## Excerpt to read
· · · · ·
Friday, September 5, 2025

In Manaus

 We went into Manaus to look for help with our rooftop air conditioner. Since we got a leak fixed in Chile it has been cooling less as though there is another leak, but the problem is no one deals with RVs here in northern Brazil. One guy looked at it very kindly but had no clue. We’ve gone to others but this is a town where technicians go to fixed a/c units in peoples’ home and their shops are empty by day. So we will have to make do with what we’re getting from the unit, a string blower but not a lot of cold air. The result of all this was a drive around town and not in the best neighborhoods. This is Manaus a city with a not great reputation in neighborhoods where tourists don’t go and probably shouldn’t. We started by looking for six quarts of engine oil, 5w20 is not a common weight. They had it but no filters, but I have two left so that’s okay.  Jeep dealers have them as a last expensive resort. 
It looked like red licorice to me but it’s synthetic and at five bucks a quart it’s a deal. I have the oil changed every 5,000 miles and the odometer is at 119,500 miles so we’ll do it in Boa Vista, a smaller more easily managed city 500 miles north. 
Then the a/c and they kindly took a look with no result. 
Carrefour, a French supermarket we also saw in Argentina, is currently Layne’s favorite. 
And Rusty got a walk. 
Nice clean and modern open 24 hours:
Some rather strangely named cheese:
This was Wednesday (the “fourth useful day of the week” in Portuguese, I kid you not) and it was time to go home and we arrived just before dark. We don’t like to be on the streets among night owls. 
Thursday we went out to see if we could get the a/c done. Rusty stayed home and we were back by lunchtime with a roadside roast chicken and no air conditioning success. 
I find drivers polite and patient on the whole with no horn honking. The streets are paved with a form of hard rocky road ice cream. We bounce mercilessly through the ripples and over the lumps; it’s awful. Latin American cities are all cursed with underfunded street maintenance budgets making city driving a literal pain in the ass. But (below) if you want a vaccination there’s a company that will come to your home or workplace and I’ll bet it’s affordable. We are fully vaccinated against everything. Yellow fever can get you in Amazonia so they know the value of a jab around here.
· · · · ·
## Supplied records
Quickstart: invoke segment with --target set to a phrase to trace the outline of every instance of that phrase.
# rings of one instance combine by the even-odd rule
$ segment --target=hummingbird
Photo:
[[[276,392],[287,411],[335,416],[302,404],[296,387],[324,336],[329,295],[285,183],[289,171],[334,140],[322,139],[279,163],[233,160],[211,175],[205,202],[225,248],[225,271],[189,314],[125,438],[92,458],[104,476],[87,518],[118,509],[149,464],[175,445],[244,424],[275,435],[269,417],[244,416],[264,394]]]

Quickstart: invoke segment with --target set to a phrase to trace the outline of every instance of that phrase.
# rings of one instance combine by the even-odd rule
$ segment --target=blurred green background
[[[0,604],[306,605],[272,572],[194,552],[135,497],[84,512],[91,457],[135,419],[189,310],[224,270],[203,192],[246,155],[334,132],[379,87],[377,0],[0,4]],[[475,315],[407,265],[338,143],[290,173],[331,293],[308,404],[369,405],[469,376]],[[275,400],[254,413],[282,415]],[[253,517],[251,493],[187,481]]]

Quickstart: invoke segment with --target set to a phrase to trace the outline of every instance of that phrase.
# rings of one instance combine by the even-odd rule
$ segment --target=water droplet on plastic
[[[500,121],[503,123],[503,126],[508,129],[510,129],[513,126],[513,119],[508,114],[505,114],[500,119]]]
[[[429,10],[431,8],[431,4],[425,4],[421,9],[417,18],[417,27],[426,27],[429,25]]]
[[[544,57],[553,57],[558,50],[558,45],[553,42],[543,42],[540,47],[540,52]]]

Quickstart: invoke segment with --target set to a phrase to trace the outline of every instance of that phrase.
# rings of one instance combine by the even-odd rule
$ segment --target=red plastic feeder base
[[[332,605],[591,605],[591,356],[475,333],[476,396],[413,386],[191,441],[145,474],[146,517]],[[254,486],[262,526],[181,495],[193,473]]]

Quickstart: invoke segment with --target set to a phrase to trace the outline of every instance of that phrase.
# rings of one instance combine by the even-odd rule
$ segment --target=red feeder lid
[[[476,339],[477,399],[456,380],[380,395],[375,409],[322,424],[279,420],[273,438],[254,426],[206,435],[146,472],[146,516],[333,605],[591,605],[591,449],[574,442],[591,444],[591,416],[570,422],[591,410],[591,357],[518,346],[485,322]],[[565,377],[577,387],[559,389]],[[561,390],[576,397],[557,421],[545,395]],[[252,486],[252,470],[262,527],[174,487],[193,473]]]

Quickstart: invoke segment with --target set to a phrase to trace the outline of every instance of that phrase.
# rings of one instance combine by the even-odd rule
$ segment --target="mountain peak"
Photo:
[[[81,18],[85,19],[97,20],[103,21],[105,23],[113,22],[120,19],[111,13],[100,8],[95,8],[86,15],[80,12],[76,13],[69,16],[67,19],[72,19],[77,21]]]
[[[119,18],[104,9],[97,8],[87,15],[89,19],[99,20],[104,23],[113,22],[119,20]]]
· · · · ·
## Work order 1
Set down everything in the Manaus diary entry from "And Rusty got" down to "among night owls.", word for word.
## Work order 2
Carry the Manaus diary entry forward, starting after its final sentence.
The records are standalone material with no connection to the Manaus diary entry.

## Exercise output 1
And Rusty got a walk. 
Nice clean and modern open 24 hours:
Some rather strangely named cheese:
This was Wednesday (the “fourth useful day of the week” in Portuguese, I kid you not) and it was time to go home and we arrived just before dark. We don’t like to be on the streets among night owls.

## Exercise output 2
Not the greatest neighborhood, Cidade Nova (“new town”) and you can see we’ve had some rain. 


Gas is ruinously expensive, about $5:50 a gallon(“gasolina commun” not the 100% ethanol) but 30% of it is ethanol so our mileage isn’t great at the same time. Add to that Brazil is huge and distances especially in the north are endless. We are budgeting $850 a week in this country. 



Lava Jato means car wash. If you speak Spanish you may think you can speak Portuguese but this is a language as spoken that will spank you. I think I know how to say credit card now. “Carton de cray-shee-toe”


Layne got a passing shot of a taxi stand, but we’ve only seen motorcycle taxis, no cars. Apparently they do have Uber in Manaus which is what we would use. I rode a moto taxi in the past and I’m not doing that again. 

The pharmacist used Google translate when we went to get diarrhea medicine for Layne. In these countries you take your symptoms to the pharmacy and if you need a doctor they’ll let you know. Cheap quick and efficient, medicines cost next to nothing here for us.

Layne crossed the street to buy a roast chicken and they turned it into an encounter and walked Layne back through the traffic carrying her lunch for her. As Layne said it’s not the kind of service you’d get in the States, we are privileged. 







Tomorrow we take a formal tour of the city including the opera house but here ended today’s tour with thanks to Layne for many of the photos.